The data below is to be copied exactly, line by line.

======== Working data ========

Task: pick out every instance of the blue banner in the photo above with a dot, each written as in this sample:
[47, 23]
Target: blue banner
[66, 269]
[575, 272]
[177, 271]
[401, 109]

========

— Exercise output —
Task: pick out every instance of the blue banner in the photo above with a dot, each written as in this sample:
[47, 23]
Target: blue banner
[66, 269]
[575, 272]
[177, 271]
[401, 109]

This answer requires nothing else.